──────── Dataset records ────────
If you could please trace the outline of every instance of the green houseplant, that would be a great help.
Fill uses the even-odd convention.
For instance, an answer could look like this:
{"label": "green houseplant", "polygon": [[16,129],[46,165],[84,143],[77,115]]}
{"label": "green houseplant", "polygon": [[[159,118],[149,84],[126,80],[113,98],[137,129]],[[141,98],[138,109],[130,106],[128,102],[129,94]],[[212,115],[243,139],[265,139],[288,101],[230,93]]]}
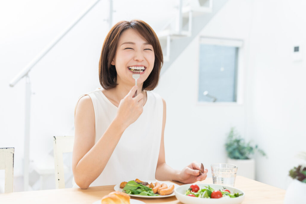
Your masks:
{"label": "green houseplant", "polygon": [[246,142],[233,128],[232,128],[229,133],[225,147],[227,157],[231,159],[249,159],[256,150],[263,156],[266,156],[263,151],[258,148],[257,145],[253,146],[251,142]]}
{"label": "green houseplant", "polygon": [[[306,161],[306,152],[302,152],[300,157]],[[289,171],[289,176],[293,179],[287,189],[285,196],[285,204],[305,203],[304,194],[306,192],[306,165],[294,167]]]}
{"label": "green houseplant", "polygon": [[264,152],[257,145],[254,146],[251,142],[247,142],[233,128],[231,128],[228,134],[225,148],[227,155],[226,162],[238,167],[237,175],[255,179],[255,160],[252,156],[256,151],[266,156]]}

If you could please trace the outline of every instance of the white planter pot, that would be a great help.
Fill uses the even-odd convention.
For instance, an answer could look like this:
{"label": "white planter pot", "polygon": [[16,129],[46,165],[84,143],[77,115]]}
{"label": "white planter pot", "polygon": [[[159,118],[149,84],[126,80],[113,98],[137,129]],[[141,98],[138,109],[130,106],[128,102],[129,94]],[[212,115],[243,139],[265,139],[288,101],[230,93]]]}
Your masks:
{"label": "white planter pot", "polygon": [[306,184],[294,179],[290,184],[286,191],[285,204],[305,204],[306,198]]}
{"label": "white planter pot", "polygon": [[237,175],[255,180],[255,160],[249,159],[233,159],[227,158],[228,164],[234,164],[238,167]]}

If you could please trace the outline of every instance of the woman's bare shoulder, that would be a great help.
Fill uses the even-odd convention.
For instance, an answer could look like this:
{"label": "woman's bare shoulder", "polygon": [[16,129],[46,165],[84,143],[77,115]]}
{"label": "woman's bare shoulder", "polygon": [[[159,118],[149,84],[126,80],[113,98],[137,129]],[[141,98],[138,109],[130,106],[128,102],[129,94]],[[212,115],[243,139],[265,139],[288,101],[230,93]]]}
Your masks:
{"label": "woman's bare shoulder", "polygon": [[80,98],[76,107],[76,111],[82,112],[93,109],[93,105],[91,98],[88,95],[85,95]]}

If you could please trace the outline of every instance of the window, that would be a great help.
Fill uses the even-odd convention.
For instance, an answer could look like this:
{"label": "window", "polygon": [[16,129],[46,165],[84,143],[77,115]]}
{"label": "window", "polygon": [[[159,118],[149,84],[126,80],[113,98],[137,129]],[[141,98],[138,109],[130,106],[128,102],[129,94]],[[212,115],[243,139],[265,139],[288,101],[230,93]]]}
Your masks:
────────
In the entries above, take the line containing "window, that would be a great help." and each later line through the last, and repeat them exactly. Output nothing else.

• [Reply]
If you could please trace the outline of every instance of the window, that would be a great help.
Fill uses the even-odd convention.
For instance, an answer could look like this:
{"label": "window", "polygon": [[16,129],[46,165],[84,143],[77,115]]}
{"label": "window", "polygon": [[[159,118],[149,84],[126,80],[113,98],[137,129]],[[141,98],[138,109],[130,106],[128,102],[129,94]],[[212,115],[243,139],[265,139],[288,101],[230,93]]]}
Your masks:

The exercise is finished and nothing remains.